Frankenstein, by Mary Shelley. Frankenstein gets very interesting depending on which edition you have – that 1816 (?) version, or the 1831 edition in which Shelley made significant changes. In one of these editions, towards the end we have Ronald Walton coming in and finding Victor actually adding dialogue to the written account (which is, after all, what the reader is presented with) “for prosterity.” This makes the entire overall narrative fishy; and the Creature’s own first-person narrative can be called into question a number of times.
Also, consider poems–a lot of critical ink has been put onto paper dealing with the relationship between the text of the poem and the marginalia that accompany it–if you read closely, the margin notes don’t always seem to square with what’s going on in the poem.
Which segues into the ultimate account of the unreliable narrator/notator – Nabakov’s Pale Fire!
“An Instance of the Fingerpost” by Iain Pears. A sort of Rashomon like telling of a murder in 1600’s Oxford, England. Told by four narrators from their various perspectives.
Great to see The Good Soldier and [/]The Floating Opera* mentioned. In re the latter, most of Barth’s narrators (if not all) are terribly unreliable.
One of my, say, top 5 favorite books of all time, Par Lagerkvist’s The Dwarf, is a GREAT example of an unreliable narrator. The novel is narrated by the court jester of a medieval court. It’s very clear to us, the reader, from the beginning, that he’s a blackhearted sociopath, if not an outright psychopath, but the book he thinks he’s writing is a justification of himself as a paragon of virtue and as a victim of everyone else’s incompetence and venery; the book we’re reading, however, is an appalling account of how one person’s evil energies can bring down an entire Kingdom.

Records supplied:

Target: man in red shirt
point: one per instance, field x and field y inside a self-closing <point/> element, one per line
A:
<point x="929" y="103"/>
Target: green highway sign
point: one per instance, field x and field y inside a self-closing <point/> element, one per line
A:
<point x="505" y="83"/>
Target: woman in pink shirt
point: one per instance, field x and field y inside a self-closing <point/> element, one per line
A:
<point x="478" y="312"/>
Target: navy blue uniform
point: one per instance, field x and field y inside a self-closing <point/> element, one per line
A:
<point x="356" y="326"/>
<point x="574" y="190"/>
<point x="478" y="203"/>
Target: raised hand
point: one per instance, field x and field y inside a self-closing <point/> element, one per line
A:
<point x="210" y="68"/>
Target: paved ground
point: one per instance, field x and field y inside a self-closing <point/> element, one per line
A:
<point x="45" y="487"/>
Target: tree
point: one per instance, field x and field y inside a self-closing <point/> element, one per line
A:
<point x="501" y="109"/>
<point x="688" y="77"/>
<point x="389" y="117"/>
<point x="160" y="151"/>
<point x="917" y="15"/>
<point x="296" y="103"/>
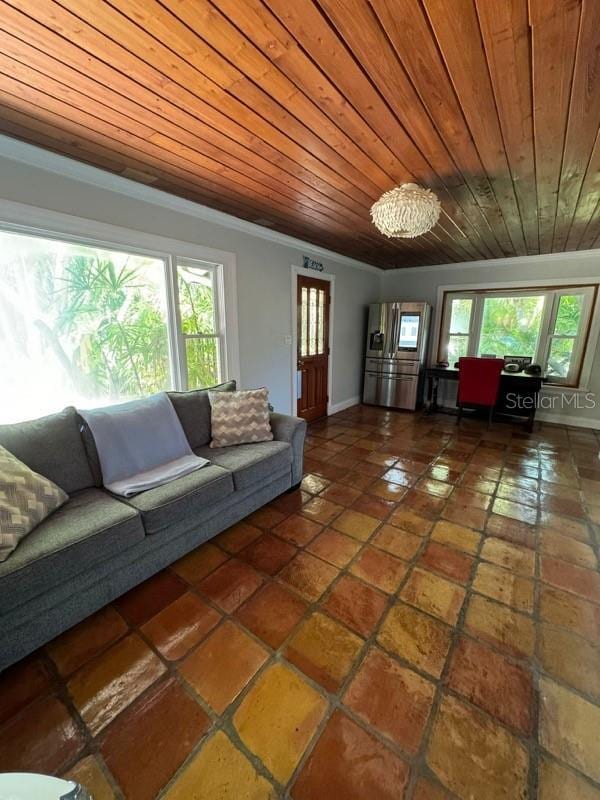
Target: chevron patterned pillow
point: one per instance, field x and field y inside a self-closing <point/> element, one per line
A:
<point x="239" y="417"/>
<point x="26" y="499"/>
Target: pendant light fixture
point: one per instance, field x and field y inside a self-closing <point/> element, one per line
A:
<point x="406" y="211"/>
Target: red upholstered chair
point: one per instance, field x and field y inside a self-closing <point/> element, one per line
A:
<point x="478" y="383"/>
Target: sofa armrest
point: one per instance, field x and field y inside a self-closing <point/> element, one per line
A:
<point x="292" y="430"/>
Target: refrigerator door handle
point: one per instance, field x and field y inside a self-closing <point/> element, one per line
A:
<point x="394" y="330"/>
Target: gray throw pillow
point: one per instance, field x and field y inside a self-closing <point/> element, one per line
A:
<point x="240" y="417"/>
<point x="26" y="499"/>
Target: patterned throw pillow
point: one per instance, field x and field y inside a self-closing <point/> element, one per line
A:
<point x="26" y="499"/>
<point x="240" y="417"/>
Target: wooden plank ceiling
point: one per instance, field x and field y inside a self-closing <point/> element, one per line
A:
<point x="298" y="114"/>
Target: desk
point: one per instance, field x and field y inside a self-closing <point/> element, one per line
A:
<point x="525" y="387"/>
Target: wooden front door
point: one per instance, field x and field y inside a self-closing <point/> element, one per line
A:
<point x="313" y="347"/>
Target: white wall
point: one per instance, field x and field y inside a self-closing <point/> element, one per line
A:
<point x="422" y="284"/>
<point x="45" y="180"/>
<point x="34" y="177"/>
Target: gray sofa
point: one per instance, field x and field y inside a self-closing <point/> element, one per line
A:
<point x="97" y="546"/>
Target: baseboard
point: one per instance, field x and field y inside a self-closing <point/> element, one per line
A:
<point x="557" y="419"/>
<point x="335" y="408"/>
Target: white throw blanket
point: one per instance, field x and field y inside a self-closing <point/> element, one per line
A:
<point x="140" y="444"/>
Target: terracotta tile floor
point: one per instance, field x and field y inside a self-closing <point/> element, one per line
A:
<point x="421" y="620"/>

What you have to do: Copy the passage from "Frankenstein, by Mary" to "in the poem." word for word from the text on unreliable narrators. The data has nothing to do with the text on unreliable narrators.

Task response:
Frankenstein, by Mary Shelley. Frankenstein gets very interesting depending on which edition you have – that 1816 (?) version, or the 1831 edition in which Shelley made significant changes. In one of these editions, towards the end we have Ronald Walton coming in and finding Victor actually adding dialogue to the written account (which is, after all, what the reader is presented with) “for prosterity.” This makes the entire overall narrative fishy; and the Creature’s own first-person narrative can be called into question a number of times.
Also, consider poems–a lot of critical ink has been put onto paper dealing with the relationship between the text of the poem and the marginalia that accompany it–if you read closely, the margin notes don’t always seem to square with what’s going on in the poem.